Architecture of bwUniCluster 3.0

The bwUniCluster 3.0 is a parallel computer with distributed memory. It consists of the bwUniCluster 3.0 components procured in 2024 and also includes the additional compute nodes which were procured as an extension to the bwUniCluster 2.0 in 2022.

Each node of the system consists of two Intel Xeon or AMD EPYC processors, local memory, local storage, network adapters and optional accelerators (NVIDIA A100 and H100, AMD Instinct MI300A). All nodes are connected via a fast InfiniBand interconnect.

The parallel file system (Lustre) is connected to the InfiniBand switch of the compute cluster. This provides a fast and scalable parallel file system.

The operating system on each node is Red Hat Enterprise Linux (RHEL) 9.4.

The individual nodes of the system act in different roles. From an end users point of view the different groups of nodes are login nodes and compute nodes. File server nodes and administrative server nodes are not accessible by users.

Login Nodes
The login nodes are the only nodes directly accessible by end users. These nodes are used for interactive login, file management, program development, and interactive pre- and post-processing. There are two nodes dedicated to this service, but they can all be reached from a single address: uc3.scc.kit.edu. A DNS round-robin alias distributes login sessions to the login nodes. To prevent login nodes from being used for activities that are not permitted there and that affect the user experience of other users, long-running and/or compute-intensive tasks are periodically terminated without any prior warning. Please refer to Allowed Activities on Login Nodes.

*-*-*

Problems and tasks -
1. According to the bwUniCluster 3.0 overview, what operating system runs on each node?
2. Pick up the bwUniCluster 3.0 overview after its final sentence and keep writing it.
The entries have nothing to do with the bwUniCluster 3.0 overview.

*-*-*

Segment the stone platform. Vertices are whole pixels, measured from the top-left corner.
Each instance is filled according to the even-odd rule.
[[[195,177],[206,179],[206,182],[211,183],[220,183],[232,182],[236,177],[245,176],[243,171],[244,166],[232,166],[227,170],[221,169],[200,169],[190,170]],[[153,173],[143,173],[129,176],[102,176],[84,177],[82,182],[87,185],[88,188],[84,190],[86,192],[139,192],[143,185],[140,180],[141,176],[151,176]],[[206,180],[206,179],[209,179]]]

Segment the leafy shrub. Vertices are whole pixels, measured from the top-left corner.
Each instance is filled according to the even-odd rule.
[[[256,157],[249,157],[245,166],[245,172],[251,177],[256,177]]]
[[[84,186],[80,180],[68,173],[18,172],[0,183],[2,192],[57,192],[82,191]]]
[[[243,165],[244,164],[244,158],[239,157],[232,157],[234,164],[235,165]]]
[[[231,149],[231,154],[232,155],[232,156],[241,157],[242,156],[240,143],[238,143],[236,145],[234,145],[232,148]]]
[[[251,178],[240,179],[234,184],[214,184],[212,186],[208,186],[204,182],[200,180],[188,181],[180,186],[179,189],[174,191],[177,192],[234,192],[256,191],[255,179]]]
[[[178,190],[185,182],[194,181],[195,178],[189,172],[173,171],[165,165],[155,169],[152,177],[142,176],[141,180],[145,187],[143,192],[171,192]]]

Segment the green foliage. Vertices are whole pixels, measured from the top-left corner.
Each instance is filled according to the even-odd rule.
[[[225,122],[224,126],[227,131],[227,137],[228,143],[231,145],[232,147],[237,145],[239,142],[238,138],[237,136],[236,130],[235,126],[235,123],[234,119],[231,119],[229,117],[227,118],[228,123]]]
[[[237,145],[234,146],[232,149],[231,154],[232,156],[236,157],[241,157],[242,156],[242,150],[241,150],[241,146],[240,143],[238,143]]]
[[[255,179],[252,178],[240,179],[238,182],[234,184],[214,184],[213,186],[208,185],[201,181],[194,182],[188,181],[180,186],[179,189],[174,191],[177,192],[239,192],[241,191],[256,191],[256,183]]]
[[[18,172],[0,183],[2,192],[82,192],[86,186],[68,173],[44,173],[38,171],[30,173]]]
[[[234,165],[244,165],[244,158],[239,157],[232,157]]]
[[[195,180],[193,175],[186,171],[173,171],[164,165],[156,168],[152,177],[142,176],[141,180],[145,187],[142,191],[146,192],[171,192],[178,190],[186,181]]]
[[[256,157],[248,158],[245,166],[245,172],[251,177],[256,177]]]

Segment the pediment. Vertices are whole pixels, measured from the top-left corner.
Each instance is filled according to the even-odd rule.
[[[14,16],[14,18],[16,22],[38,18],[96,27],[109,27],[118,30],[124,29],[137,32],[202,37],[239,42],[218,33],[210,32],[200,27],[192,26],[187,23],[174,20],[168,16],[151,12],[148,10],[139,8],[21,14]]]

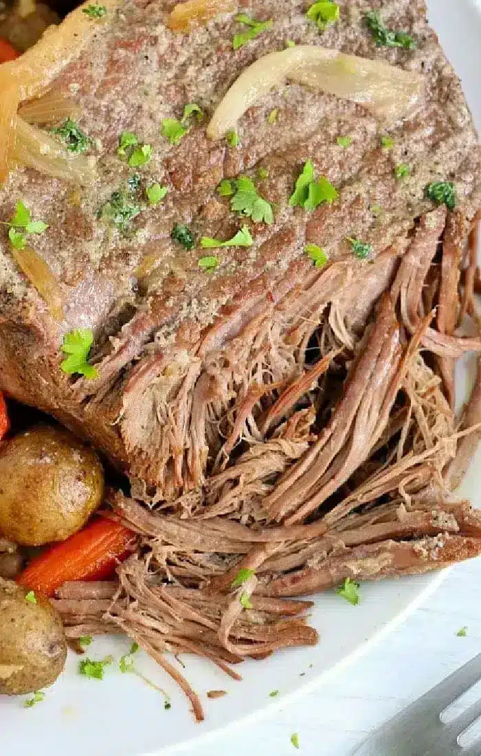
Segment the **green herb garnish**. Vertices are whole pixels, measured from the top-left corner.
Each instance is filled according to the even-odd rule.
[[[251,246],[252,244],[253,240],[247,226],[243,226],[231,239],[226,241],[213,239],[212,237],[202,237],[200,239],[200,246],[203,249],[215,246]]]
[[[92,659],[82,659],[79,662],[79,674],[93,680],[104,679],[104,669],[113,662],[112,656],[106,656],[101,662],[92,662]]]
[[[217,268],[219,262],[219,258],[216,257],[215,255],[207,255],[206,257],[201,257],[197,265],[206,273],[212,273]]]
[[[229,131],[225,135],[225,141],[229,147],[238,147],[240,144],[240,140],[239,139],[239,135],[236,132],[235,129],[230,129]]]
[[[377,11],[368,11],[363,18],[377,47],[399,47],[405,50],[415,48],[414,38],[406,32],[394,32],[388,29]]]
[[[45,694],[43,690],[36,690],[31,699],[27,699],[23,707],[25,708],[32,708],[36,704],[39,704],[45,697]]]
[[[64,373],[78,373],[89,379],[98,377],[97,368],[88,363],[88,353],[93,342],[94,333],[90,328],[78,328],[65,334],[61,349],[68,357],[61,363]]]
[[[324,32],[339,18],[339,5],[332,0],[315,2],[307,11],[307,17],[315,21],[318,29]]]
[[[405,178],[411,173],[411,166],[407,163],[402,163],[396,166],[393,172],[398,181],[399,178]]]
[[[231,588],[238,588],[240,585],[244,585],[246,581],[252,578],[255,572],[252,569],[247,569],[247,567],[241,567],[235,578],[231,583]]]
[[[325,252],[317,244],[306,244],[304,252],[309,259],[312,260],[316,268],[322,268],[329,259]]]
[[[350,604],[355,606],[356,604],[359,603],[359,584],[355,582],[355,581],[351,580],[350,578],[346,578],[344,582],[337,589],[336,593],[339,596],[342,596],[349,601]]]
[[[234,34],[232,39],[232,47],[234,50],[238,50],[240,47],[245,45],[246,42],[250,42],[251,39],[254,39],[256,36],[261,34],[262,32],[266,32],[268,29],[271,29],[272,26],[272,19],[269,19],[268,21],[256,21],[255,18],[250,18],[250,16],[246,15],[245,13],[240,14],[239,16],[235,17],[236,21],[239,23],[243,23],[244,26],[248,26],[247,32],[243,32],[242,34]]]
[[[347,237],[346,238],[351,245],[352,252],[360,260],[365,260],[372,252],[371,244],[361,241],[360,239],[352,239],[351,237]]]
[[[92,5],[87,5],[87,8],[82,8],[82,12],[89,18],[103,18],[107,13],[107,7],[93,3]]]
[[[52,134],[57,134],[65,142],[69,152],[80,154],[92,144],[92,139],[77,125],[71,118],[67,118],[61,126],[52,129]]]
[[[145,194],[150,204],[157,205],[163,200],[168,191],[169,189],[167,187],[163,187],[160,184],[152,184],[150,187],[147,187]]]
[[[193,249],[195,246],[195,239],[192,231],[184,223],[176,223],[170,233],[171,239],[178,241],[186,249]]]
[[[456,193],[452,181],[433,181],[426,187],[426,197],[436,205],[445,205],[449,210],[456,206]]]

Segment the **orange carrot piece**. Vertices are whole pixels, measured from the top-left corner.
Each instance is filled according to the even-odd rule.
[[[8,39],[0,37],[0,63],[7,63],[8,60],[14,60],[20,57],[20,53],[11,45]]]
[[[17,582],[53,596],[67,581],[105,580],[135,547],[135,535],[120,522],[95,520],[67,541],[35,557]]]

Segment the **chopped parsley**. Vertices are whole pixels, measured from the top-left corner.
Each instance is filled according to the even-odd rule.
[[[176,223],[170,232],[170,238],[178,241],[186,249],[193,249],[195,246],[195,239],[192,231],[184,223]]]
[[[231,587],[238,588],[240,585],[244,585],[246,581],[249,580],[250,578],[252,578],[254,574],[253,570],[247,569],[247,567],[241,567],[231,583]]]
[[[79,674],[93,680],[104,680],[104,669],[113,662],[112,656],[106,656],[101,662],[92,662],[92,659],[82,659],[79,662]]]
[[[268,31],[272,26],[273,23],[271,18],[268,21],[256,21],[255,18],[250,18],[245,13],[236,16],[235,20],[239,23],[243,23],[244,26],[248,26],[248,29],[247,32],[243,32],[241,34],[234,35],[232,47],[234,50],[238,50],[243,45],[250,42],[251,39],[254,39],[259,34],[262,34],[262,32]]]
[[[239,212],[247,218],[251,218],[254,223],[267,223],[274,222],[274,213],[270,203],[260,196],[253,181],[247,176],[240,176],[237,180],[229,182],[234,192],[231,200],[231,209]],[[227,187],[223,186],[222,191]],[[219,194],[221,194],[219,192]],[[223,194],[226,197],[228,195]]]
[[[124,235],[130,233],[130,223],[141,210],[140,205],[132,197],[132,191],[137,186],[135,182],[135,186],[129,187],[129,192],[122,190],[113,192],[110,199],[105,203],[99,213],[103,220],[110,221]]]
[[[398,180],[399,178],[405,178],[405,177],[408,176],[410,173],[411,166],[408,163],[401,163],[394,169],[394,175]]]
[[[426,187],[426,197],[436,205],[445,205],[449,210],[456,206],[456,193],[452,181],[433,181]]]
[[[217,268],[219,262],[219,258],[216,257],[215,255],[207,255],[206,257],[201,257],[197,265],[206,273],[212,273]]]
[[[416,41],[406,32],[394,32],[388,29],[377,11],[368,11],[364,21],[377,47],[399,47],[414,50]]]
[[[235,129],[230,129],[229,131],[225,135],[225,141],[229,147],[238,147],[240,144],[240,140],[239,139],[239,135],[236,132]]]
[[[356,257],[359,258],[360,260],[365,260],[365,259],[368,257],[372,252],[371,244],[361,241],[360,239],[352,239],[351,237],[347,237],[346,238],[351,245],[352,252]]]
[[[147,187],[145,194],[150,204],[157,205],[163,200],[168,191],[169,189],[167,187],[163,187],[160,184],[152,184],[150,187]]]
[[[358,590],[359,590],[358,583],[356,583],[355,582],[355,581],[351,580],[350,578],[346,578],[344,582],[341,586],[340,586],[336,593],[339,596],[342,596],[343,598],[345,598],[346,600],[349,601],[349,603],[350,604],[352,604],[353,606],[355,606],[357,604],[359,603]]]
[[[289,204],[293,207],[303,207],[310,212],[324,202],[330,205],[337,196],[337,190],[325,176],[321,176],[318,181],[315,181],[314,166],[311,160],[307,160],[296,181]]]
[[[254,608],[248,593],[241,593],[240,601],[244,609],[253,609]]]
[[[231,239],[226,241],[213,239],[212,237],[202,237],[200,239],[200,246],[203,249],[215,246],[251,246],[252,244],[253,240],[247,226],[243,226]]]
[[[164,118],[162,121],[162,135],[166,137],[171,144],[179,144],[182,137],[190,132],[192,125],[192,116],[197,120],[203,117],[203,111],[196,103],[190,102],[184,107],[184,113],[181,121],[176,118]]]
[[[30,210],[20,200],[15,206],[14,217],[5,225],[10,227],[8,238],[16,249],[25,249],[27,234],[43,234],[48,228],[43,221],[33,221]]]
[[[120,657],[119,662],[119,669],[123,674],[132,672],[134,668],[134,654],[138,651],[138,643],[133,643],[128,654],[124,654]]]
[[[82,12],[85,13],[85,16],[88,16],[89,18],[103,18],[107,14],[107,7],[93,3],[92,5],[87,5],[87,8],[82,8]]]
[[[316,23],[320,31],[324,32],[339,18],[339,5],[332,0],[315,2],[307,11],[307,17]]]
[[[312,260],[316,268],[322,268],[329,259],[325,252],[317,244],[306,244],[304,252],[309,259]]]
[[[69,152],[80,154],[92,144],[92,139],[77,125],[71,118],[67,118],[61,126],[52,129],[52,134],[57,134],[65,142]]]
[[[278,118],[279,117],[279,109],[275,107],[274,110],[271,110],[268,116],[266,118],[266,121],[269,126],[273,126],[275,123],[278,122]]]
[[[64,336],[62,352],[68,356],[61,364],[64,373],[78,373],[85,378],[98,377],[97,368],[88,363],[88,353],[94,342],[94,333],[90,328],[78,328]]]
[[[25,708],[32,708],[36,704],[39,704],[45,697],[43,690],[36,690],[31,699],[27,699],[23,706]]]

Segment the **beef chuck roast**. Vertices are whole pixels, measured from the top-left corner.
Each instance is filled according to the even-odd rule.
[[[302,373],[306,346],[330,303],[343,323],[352,307],[353,327],[362,330],[417,218],[433,209],[427,184],[454,181],[468,218],[480,203],[477,135],[424,2],[381,3],[388,25],[411,34],[414,50],[376,46],[362,21],[367,0],[342,4],[339,20],[322,33],[306,17],[303,0],[241,5],[273,23],[234,50],[233,36],[245,28],[234,13],[185,34],[166,25],[172,3],[121,2],[54,84],[79,107],[79,125],[94,140],[95,180],[77,189],[19,169],[0,194],[4,221],[21,200],[48,224],[35,247],[61,282],[65,303],[64,320],[57,322],[16,267],[2,232],[0,388],[90,438],[164,498],[202,483],[225,439],[238,437],[231,410],[250,386]],[[382,147],[380,124],[362,107],[289,84],[246,113],[238,146],[206,138],[210,115],[239,74],[288,39],[422,74],[422,102],[390,129],[391,149]],[[161,122],[181,119],[188,103],[204,118],[194,119],[172,144]],[[273,110],[274,123],[267,117]],[[145,166],[132,169],[117,156],[123,131],[152,146]],[[349,147],[337,144],[340,135],[351,138]],[[339,192],[333,205],[310,213],[288,203],[308,159]],[[400,163],[411,172],[398,179]],[[126,234],[99,213],[135,174],[142,209]],[[240,174],[256,178],[272,203],[272,225],[240,218],[216,192],[221,180]],[[145,188],[157,182],[169,193],[148,206]],[[220,265],[207,274],[198,265],[205,254],[199,244],[188,250],[171,237],[176,223],[188,225],[197,240],[230,238],[245,223],[253,244],[218,250]],[[369,243],[371,259],[356,259],[346,237]],[[306,243],[328,254],[322,271],[304,253]],[[85,327],[95,333],[93,380],[60,367],[65,333]]]

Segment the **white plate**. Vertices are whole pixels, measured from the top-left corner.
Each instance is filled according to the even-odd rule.
[[[478,127],[481,125],[481,13],[472,0],[431,0],[433,26],[448,56],[461,74]],[[469,372],[469,371],[468,371]],[[465,380],[461,375],[460,383]],[[467,476],[464,494],[479,502],[481,469],[479,454]],[[477,500],[477,502],[476,502]],[[102,682],[76,674],[78,658],[70,655],[65,674],[47,691],[45,701],[31,709],[22,699],[0,699],[2,753],[26,756],[144,756],[166,754],[189,742],[204,740],[219,729],[243,718],[262,716],[286,696],[306,692],[309,685],[350,662],[368,645],[405,618],[439,585],[442,574],[365,584],[357,607],[333,594],[317,598],[312,623],[321,634],[315,648],[276,654],[264,662],[242,665],[242,683],[234,683],[201,660],[185,658],[185,674],[206,705],[206,720],[195,724],[186,699],[163,672],[144,655],[138,667],[170,695],[172,708],[165,711],[161,696],[137,677],[107,668]],[[126,641],[95,640],[88,655],[101,658],[128,651]],[[302,676],[301,676],[302,674]],[[227,696],[208,700],[211,689]],[[278,689],[278,699],[268,697]]]

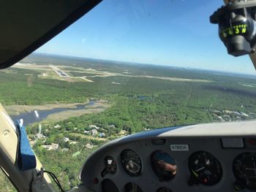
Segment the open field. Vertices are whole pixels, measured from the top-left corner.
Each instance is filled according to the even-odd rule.
[[[107,104],[97,104],[89,109],[80,110],[67,110],[64,112],[56,112],[48,115],[48,117],[42,121],[42,123],[56,122],[67,120],[70,118],[80,117],[86,114],[101,112],[110,107],[110,105]]]
[[[162,127],[256,118],[255,85],[255,76],[31,55],[0,71],[0,101],[10,114],[69,109],[40,122],[39,139],[39,123],[26,128],[44,167],[67,190],[79,183],[86,157],[109,139]],[[91,98],[108,102],[72,110]],[[53,143],[59,149],[42,147]]]
[[[211,82],[208,80],[197,80],[197,79],[187,79],[187,78],[178,78],[178,77],[158,77],[151,75],[132,75],[127,73],[115,73],[108,71],[98,71],[92,69],[86,69],[75,66],[53,66],[48,64],[17,64],[12,68],[18,68],[23,69],[37,70],[41,71],[42,74],[39,74],[39,77],[43,79],[52,79],[52,80],[61,80],[69,82],[94,82],[94,77],[135,77],[135,78],[150,78],[150,79],[159,79],[166,80],[170,81],[181,81],[181,82]],[[63,74],[64,75],[61,75]],[[76,74],[78,75],[77,76]],[[84,74],[84,75],[83,75]],[[90,74],[88,76],[88,74]],[[90,79],[89,79],[90,78]]]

*-*-*

Responses per task -
1. Red Hat Enterprise Linux (RHEL) 9.4.

2.
Compute Nodes
The majority of nodes are compute nodes which are managed by a batch system. Users submit their jobs to the SLURM batch system and a job is executed when the required resources become available (depending on its fair-share priority).

File Systems
bwUniCluster 3.0 comprises two parallel file systems based on Lustre.

Compute Resources

Login nodes

After a successful login, users find themselves on one of the so called login nodes. Technically, these largely correspond to a standard CPU node, i.e. users have two AMD EPYC 9454 processors with a total of 96 cores at their disposal. Login nodes are the bridgehead for accessing computing resources. Data and software are organized here, computing jobs are initiated and managed, and computing resources allocated for interactive use can also be accessed from here.

Any compute intensive job running on the login nodes will be terminated without any notice.
Please refer to Allowed Activities on Login Nodes.

Compute nodes

All compute activities on bwUniCluster 3.0 have to be performed on the compute nodes. Compute nodes are only available by requesting the corresponding resources via the queuing system. As soon as the requested resources are available, automated tasks are executed via a batch script or they can be accessed interactively. Please refer to Running Jobs on how to request resources.
The following compute node types are available:
CPU nodes

Standard: Two AMD EPYC 9454 processors per node with a total of 96 physical CPU cores or 192 logical cores (Hyper-Threading) per node. The nodes have been procured in 2024.
Ice Lake: Two Intel Xeon Platinum 8358 processors per node with a total of 64 physical CPU cores or 128 logical cores (Hyper-Threading) per node. The nodes have been procured in 2022 as an extension to bwUniCluster 2.0.
High Memory: Similar to the standard nodes, but with six times larger memory.

GPU nodes

NVIDIA GPU x4: Similar to the standard nodes, but with larger memory and four NVIDIA H100 GPUs.
AMD GPU x4: AMD's accelerated processing unit (APU) MI300A with 4 CPU sockets and 4 compute units which share the same high-bandwidth memory (HBM).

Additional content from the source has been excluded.